> [EXERCISE INSTRUCTIONS] Reproduce the lines below from the one that contains "of the background" through the end, inclusive, and add nothing.

MATERIAL PROVIDED start

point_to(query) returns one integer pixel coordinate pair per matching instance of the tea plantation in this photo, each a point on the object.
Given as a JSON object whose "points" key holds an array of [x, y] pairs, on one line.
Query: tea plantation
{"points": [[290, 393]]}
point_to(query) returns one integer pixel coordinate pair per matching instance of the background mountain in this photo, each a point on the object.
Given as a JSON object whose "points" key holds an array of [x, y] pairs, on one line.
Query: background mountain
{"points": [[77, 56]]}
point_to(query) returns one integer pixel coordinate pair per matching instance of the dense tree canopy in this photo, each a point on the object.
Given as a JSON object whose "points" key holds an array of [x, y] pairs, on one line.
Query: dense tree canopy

MATERIAL PROVIDED end

> [EXERCISE ANSWER]
point_to(query) returns one integer pixel coordinate pair per matching instance of the background mountain in this photo, each a point on the object.
Given as a JSON object whose "points" key holds an array of [x, y] pairs, on one line.
Query: background mountain
{"points": [[77, 56]]}
point_to(query) returns one integer pixel coordinate pair per matching instance of the dense tree canopy in this photo, each a point on the object.
Given as a JSON object whose "points" key holds an array of [x, y] pairs, on one line.
Query: dense tree canopy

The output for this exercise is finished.